* WORK INSTRUCTIONS
Wherever the line with "For each instance of the broken" sits in the listing below, transcribe from it up to and including the line with "For each instance of the ruined", exactly, and leave the remaining lines out.

* TASK DATA
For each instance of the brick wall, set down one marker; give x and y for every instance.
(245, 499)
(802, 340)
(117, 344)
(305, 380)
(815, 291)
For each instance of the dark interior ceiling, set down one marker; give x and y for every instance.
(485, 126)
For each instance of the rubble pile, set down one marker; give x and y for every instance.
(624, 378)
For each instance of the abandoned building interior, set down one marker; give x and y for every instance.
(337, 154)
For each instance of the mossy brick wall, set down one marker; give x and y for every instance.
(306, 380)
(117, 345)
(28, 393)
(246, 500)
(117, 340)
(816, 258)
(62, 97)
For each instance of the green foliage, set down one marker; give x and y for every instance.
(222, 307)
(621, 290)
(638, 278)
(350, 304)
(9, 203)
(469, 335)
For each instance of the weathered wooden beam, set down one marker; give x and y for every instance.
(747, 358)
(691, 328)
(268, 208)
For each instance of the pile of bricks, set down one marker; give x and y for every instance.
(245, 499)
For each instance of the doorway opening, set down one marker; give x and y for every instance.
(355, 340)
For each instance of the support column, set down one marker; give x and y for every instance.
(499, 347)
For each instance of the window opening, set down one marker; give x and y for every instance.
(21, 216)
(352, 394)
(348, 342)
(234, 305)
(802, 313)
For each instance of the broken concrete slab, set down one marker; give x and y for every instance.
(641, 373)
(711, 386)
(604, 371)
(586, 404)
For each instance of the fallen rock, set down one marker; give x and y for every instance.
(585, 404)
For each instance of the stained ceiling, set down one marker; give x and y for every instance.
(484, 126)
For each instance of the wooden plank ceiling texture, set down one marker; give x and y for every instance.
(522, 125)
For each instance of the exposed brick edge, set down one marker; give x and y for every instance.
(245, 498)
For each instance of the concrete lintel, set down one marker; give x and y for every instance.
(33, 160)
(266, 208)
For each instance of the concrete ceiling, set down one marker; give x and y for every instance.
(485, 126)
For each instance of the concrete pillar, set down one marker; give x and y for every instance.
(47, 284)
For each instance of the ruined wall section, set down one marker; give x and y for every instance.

---

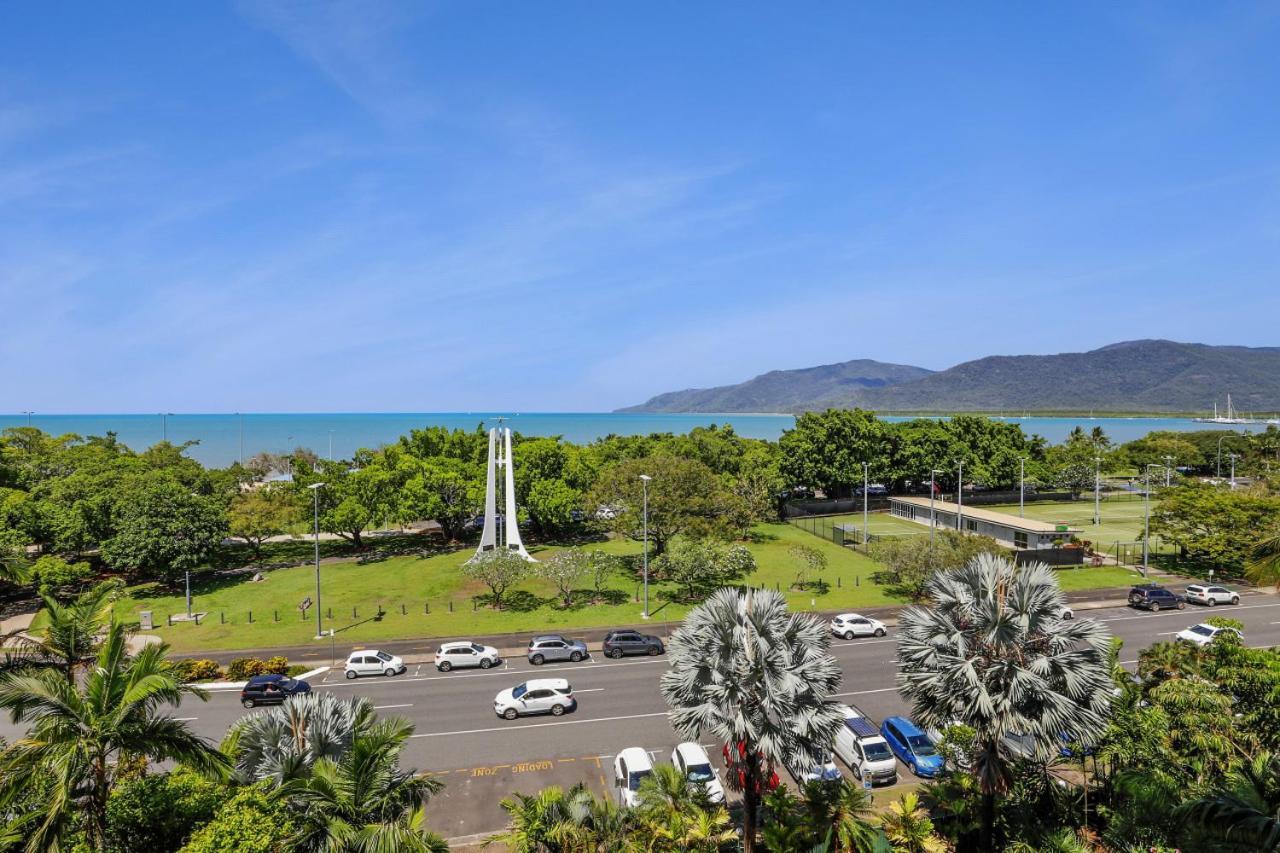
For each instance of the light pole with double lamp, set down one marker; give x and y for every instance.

* TASK OUTPUT
For each instance of the broken concrete slab, set down one marker; give x and y for every instance.
(641, 373)
(711, 386)
(604, 371)
(586, 404)
For each instance of the fallen rock, set down one marker; give x and y for every instance.
(585, 404)
For each instance of the stained ceiling, set down one marker; give x and y for every instance.
(484, 126)
For each instance of the wooden plank ceiling texture, set down one marker; give x and y for every instance.
(522, 125)
For each instance of the exposed brick edge, set down one marker; give x and y for every instance.
(245, 498)
For each instance of the concrete lintel, set down one marker; give x and y for every instance.
(33, 160)
(266, 208)
For each instance of the concrete ceiling, set down one marker; give x and y for every instance.
(485, 126)
For each instance of the concrete pillar, set down one marker; give x and y for every instance.
(47, 284)
For each instance of the ruined wall section, set down one marker; give x and y for every instance.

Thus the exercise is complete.